##### Task material

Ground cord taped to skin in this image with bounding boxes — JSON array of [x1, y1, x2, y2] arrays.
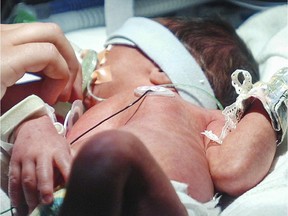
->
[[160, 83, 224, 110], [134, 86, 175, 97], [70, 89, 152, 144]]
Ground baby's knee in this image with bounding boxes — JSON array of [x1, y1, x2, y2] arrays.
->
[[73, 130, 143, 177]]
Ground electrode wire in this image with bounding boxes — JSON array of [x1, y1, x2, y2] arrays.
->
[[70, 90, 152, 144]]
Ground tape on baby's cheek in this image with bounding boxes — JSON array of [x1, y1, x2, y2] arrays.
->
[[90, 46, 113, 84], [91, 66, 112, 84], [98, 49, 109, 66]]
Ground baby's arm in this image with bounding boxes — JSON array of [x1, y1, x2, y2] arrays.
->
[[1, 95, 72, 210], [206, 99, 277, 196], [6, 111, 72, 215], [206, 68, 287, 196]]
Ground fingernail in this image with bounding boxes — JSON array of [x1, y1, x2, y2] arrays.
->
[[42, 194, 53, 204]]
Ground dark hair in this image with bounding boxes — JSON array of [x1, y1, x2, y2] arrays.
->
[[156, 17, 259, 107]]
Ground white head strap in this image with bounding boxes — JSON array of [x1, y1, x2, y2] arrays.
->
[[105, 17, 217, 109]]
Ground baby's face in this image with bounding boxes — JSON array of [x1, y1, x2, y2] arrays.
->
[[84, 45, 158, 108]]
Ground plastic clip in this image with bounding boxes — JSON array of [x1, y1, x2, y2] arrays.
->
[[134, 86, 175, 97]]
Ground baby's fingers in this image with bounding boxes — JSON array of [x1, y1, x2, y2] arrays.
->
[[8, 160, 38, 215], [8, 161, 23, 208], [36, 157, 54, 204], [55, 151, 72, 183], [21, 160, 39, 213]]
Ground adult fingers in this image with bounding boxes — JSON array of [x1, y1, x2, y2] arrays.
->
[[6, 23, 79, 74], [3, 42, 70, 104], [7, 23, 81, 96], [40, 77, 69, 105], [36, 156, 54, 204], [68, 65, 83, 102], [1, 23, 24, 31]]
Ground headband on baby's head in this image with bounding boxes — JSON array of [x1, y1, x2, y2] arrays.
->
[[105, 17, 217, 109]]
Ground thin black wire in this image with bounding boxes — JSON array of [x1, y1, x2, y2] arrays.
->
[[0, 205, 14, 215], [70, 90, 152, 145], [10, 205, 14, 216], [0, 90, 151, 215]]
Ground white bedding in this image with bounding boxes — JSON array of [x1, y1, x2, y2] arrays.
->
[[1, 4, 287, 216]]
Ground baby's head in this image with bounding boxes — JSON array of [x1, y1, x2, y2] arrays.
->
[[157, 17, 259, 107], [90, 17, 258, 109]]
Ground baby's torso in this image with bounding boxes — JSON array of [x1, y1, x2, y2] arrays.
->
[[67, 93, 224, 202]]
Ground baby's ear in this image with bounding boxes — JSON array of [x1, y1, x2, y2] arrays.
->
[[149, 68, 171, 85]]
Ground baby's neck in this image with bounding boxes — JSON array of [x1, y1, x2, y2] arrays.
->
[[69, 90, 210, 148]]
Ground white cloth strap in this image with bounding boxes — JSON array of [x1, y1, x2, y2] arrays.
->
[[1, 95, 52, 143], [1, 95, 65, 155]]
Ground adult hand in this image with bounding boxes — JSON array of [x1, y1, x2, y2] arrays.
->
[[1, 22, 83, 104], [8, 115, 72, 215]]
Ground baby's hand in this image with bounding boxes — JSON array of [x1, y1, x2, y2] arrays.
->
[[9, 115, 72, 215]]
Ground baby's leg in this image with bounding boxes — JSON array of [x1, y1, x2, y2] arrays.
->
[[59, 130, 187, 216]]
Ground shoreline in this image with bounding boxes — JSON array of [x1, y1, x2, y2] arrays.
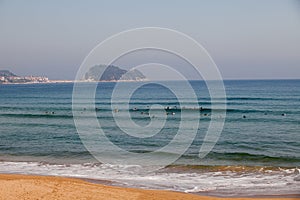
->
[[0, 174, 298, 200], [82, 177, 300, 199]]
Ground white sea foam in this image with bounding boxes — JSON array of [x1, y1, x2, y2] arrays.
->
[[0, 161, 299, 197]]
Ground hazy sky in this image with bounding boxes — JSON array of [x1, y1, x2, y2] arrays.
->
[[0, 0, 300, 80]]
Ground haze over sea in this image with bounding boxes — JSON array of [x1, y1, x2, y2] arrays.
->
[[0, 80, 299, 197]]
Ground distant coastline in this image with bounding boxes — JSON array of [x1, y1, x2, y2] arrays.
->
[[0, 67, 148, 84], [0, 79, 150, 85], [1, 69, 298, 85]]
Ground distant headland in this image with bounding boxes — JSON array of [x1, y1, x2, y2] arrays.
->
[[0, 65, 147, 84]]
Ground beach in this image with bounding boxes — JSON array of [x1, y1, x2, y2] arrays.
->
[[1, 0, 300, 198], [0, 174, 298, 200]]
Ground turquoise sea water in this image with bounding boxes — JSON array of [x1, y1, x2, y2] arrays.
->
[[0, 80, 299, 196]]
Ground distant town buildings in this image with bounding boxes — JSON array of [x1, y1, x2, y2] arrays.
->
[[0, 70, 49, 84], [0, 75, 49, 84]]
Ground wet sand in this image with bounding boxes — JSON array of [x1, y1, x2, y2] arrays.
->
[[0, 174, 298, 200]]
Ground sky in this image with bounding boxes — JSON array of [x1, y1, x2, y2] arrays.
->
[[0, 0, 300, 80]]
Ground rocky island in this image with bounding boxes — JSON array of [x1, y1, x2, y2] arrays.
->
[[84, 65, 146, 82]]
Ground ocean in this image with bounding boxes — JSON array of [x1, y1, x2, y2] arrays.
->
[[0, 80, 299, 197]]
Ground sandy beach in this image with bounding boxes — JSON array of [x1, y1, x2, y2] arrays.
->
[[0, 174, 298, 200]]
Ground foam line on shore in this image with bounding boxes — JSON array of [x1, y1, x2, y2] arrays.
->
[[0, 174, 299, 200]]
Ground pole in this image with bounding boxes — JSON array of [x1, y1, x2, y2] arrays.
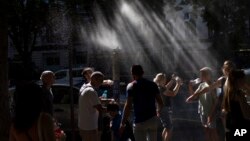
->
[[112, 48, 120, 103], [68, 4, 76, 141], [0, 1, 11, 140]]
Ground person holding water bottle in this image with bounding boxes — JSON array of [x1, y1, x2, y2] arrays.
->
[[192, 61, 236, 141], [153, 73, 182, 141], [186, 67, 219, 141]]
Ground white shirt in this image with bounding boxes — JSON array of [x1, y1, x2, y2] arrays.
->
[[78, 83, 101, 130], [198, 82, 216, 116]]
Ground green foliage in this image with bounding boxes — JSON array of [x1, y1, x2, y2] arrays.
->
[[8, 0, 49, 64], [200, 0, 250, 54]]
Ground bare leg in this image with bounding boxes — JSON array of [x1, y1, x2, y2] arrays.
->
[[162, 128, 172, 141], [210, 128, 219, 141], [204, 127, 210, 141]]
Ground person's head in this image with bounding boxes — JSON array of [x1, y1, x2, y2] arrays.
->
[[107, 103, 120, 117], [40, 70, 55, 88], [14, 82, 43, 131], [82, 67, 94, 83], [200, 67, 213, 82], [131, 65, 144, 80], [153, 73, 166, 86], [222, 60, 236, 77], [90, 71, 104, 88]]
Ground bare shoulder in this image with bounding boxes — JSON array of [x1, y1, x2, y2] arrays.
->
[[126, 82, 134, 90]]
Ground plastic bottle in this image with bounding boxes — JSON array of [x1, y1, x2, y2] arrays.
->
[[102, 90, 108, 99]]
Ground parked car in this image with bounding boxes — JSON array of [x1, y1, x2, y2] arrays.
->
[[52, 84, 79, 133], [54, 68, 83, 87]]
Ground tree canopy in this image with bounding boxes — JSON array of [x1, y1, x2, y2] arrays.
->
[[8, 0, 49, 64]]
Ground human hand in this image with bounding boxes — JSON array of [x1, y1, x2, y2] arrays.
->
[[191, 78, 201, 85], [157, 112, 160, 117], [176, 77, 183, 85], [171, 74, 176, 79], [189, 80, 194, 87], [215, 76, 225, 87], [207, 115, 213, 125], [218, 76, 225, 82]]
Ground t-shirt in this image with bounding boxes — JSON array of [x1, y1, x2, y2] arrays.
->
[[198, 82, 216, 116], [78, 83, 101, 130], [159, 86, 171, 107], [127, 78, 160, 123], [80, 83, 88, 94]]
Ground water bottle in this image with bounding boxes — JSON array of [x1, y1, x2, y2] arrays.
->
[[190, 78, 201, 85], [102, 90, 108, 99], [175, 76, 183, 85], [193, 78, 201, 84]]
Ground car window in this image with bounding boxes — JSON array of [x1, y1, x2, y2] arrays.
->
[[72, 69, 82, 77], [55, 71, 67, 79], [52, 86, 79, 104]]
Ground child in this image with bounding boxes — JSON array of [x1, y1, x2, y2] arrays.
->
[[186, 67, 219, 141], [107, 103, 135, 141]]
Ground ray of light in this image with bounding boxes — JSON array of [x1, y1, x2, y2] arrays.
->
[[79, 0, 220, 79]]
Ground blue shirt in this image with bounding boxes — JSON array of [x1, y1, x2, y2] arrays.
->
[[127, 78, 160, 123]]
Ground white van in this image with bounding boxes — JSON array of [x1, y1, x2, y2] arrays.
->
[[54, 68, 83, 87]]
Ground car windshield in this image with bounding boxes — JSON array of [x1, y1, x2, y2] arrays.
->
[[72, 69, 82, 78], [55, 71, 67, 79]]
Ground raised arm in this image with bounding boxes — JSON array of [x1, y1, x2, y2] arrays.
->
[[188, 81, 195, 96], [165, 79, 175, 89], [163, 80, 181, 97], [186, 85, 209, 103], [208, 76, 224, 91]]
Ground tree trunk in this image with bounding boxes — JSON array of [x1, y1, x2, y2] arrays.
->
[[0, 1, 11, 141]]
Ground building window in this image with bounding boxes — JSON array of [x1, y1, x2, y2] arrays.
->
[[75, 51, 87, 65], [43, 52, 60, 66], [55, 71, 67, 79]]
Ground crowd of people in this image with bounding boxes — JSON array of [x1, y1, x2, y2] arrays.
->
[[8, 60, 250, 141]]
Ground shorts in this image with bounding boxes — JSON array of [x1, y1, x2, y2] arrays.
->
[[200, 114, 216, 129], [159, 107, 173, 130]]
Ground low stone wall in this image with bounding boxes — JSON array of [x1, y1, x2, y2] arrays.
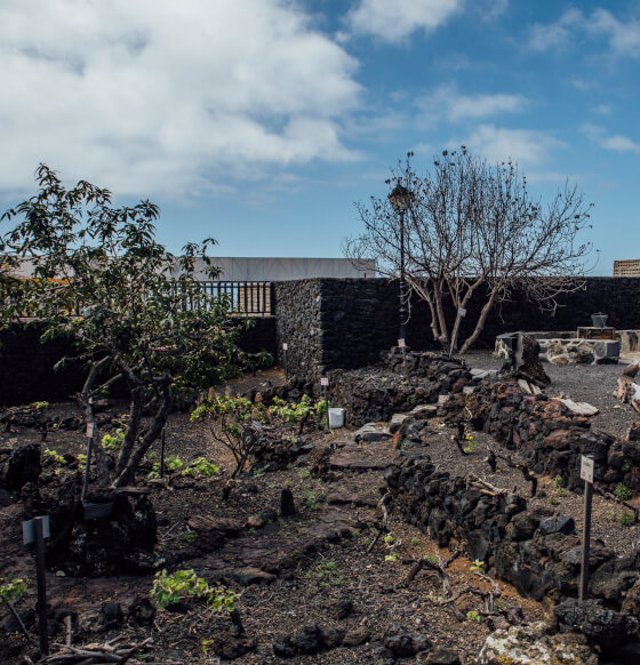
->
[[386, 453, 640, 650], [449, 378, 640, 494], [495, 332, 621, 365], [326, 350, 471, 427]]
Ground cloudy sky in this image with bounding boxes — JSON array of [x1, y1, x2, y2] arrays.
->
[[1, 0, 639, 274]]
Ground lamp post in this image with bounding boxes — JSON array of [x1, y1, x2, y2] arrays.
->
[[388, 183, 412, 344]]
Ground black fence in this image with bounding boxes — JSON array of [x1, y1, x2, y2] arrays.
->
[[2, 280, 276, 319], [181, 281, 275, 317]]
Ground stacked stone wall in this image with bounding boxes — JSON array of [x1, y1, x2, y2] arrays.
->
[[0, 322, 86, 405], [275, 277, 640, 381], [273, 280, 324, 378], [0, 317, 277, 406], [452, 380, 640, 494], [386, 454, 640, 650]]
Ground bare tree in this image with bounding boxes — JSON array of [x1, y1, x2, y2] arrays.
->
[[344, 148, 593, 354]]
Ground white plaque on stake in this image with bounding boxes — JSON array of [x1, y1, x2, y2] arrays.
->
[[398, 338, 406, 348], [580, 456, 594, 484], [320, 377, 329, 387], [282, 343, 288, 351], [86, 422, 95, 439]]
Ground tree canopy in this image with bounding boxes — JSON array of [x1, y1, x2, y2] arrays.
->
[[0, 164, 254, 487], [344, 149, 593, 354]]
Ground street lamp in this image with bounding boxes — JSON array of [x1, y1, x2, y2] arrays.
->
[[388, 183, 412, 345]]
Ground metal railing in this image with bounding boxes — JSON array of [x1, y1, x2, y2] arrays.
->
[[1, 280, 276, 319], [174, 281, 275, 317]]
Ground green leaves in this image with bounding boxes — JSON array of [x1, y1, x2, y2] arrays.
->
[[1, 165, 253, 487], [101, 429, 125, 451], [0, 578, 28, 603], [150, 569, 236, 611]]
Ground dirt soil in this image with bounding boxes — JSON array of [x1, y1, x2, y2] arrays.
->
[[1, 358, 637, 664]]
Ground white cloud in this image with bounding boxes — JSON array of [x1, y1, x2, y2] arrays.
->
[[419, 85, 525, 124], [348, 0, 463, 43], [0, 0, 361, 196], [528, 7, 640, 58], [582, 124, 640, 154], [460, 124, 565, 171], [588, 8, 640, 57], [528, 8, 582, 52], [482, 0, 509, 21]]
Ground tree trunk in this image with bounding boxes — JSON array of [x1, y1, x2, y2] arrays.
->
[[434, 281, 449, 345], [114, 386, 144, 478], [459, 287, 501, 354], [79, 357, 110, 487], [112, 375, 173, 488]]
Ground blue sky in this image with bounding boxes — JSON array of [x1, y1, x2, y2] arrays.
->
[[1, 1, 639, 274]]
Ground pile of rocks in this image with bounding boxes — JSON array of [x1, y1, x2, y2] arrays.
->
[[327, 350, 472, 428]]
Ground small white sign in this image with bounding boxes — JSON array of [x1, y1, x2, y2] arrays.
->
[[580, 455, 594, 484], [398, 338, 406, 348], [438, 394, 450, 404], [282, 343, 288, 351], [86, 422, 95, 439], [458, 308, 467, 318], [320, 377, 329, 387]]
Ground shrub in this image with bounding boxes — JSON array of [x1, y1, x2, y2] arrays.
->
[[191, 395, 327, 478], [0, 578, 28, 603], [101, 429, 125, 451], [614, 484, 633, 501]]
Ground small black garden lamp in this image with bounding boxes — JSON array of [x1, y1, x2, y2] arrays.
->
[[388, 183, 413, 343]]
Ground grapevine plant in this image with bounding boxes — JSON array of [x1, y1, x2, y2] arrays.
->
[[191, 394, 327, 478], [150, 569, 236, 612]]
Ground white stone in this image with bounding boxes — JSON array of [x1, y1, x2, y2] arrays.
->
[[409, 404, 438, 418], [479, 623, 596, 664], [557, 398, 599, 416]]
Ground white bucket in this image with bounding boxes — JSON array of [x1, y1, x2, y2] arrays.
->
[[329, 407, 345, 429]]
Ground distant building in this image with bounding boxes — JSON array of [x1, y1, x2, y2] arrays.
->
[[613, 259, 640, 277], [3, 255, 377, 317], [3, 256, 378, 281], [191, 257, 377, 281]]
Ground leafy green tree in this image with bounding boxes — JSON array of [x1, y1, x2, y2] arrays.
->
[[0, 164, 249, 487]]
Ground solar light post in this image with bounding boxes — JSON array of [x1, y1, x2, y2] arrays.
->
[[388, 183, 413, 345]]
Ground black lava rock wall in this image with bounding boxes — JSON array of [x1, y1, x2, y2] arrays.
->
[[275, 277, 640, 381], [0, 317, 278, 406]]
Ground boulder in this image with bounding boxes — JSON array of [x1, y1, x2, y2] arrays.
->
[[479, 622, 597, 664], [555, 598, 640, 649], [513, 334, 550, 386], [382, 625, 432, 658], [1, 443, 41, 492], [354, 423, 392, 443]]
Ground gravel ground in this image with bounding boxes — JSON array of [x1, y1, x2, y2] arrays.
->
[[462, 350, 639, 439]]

##########

**Required action:** The lines from the start of the records above through the line that holds "Ground adult fingers" are to be copied exactly, both ends included, and no pictures are to be copied.

**Response area:**
Ground cord taped to skin in this image with bounding boxes — JSON array of [x1, y1, x2, y2] arrays.
->
[[160, 83, 224, 110], [134, 86, 175, 97], [70, 89, 152, 144]]
Ground baby's knee in this image with bounding boxes — JSON array of [x1, y1, x2, y2] arrays.
->
[[73, 130, 143, 177]]
Ground electrode wire in this image with bounding boxes — JSON array of [x1, y1, x2, y2] arrays.
->
[[70, 90, 152, 144]]
Ground tape on baby's cheek in this image with bounding boxes — JSON array of [x1, y1, x2, y2] arrays.
->
[[90, 46, 113, 84], [91, 66, 112, 84], [98, 49, 109, 66]]
Ground baby's arm in this image with bounding boxes — JSON array of [x1, y1, x2, y2] arrays.
->
[[1, 95, 72, 210], [206, 99, 277, 196], [6, 111, 72, 215], [206, 68, 287, 196]]
Ground fingernail in this image with bounding boxes — JSON array of [x1, y1, x2, y2] arrays.
->
[[42, 194, 53, 204]]
Ground dark hair in this image with bounding boxes — JSON array of [x1, y1, x2, y2] arrays.
->
[[156, 17, 259, 107]]
Ground white head strap in this image with bounding boxes — JSON array of [x1, y1, x2, y2] arrays.
->
[[105, 17, 217, 109]]
Ground baby's face in this image with bounding boxes — JSON array of [x1, y1, x2, y2] arrays.
->
[[84, 45, 158, 108]]
Ground plastic clip in this image with bounding boxes — JSON array of [x1, y1, x2, y2] arrays.
->
[[134, 86, 175, 97]]
Ground baby's fingers in this image with bounding boxes — JSON array of [x1, y1, x2, y2] arrays.
->
[[8, 160, 38, 215], [8, 161, 23, 208], [36, 157, 54, 204], [55, 151, 72, 183], [21, 160, 39, 213]]
Ground adult fingers in this image with bounding boxes — JSON array of [x1, y1, x2, y2] arrays.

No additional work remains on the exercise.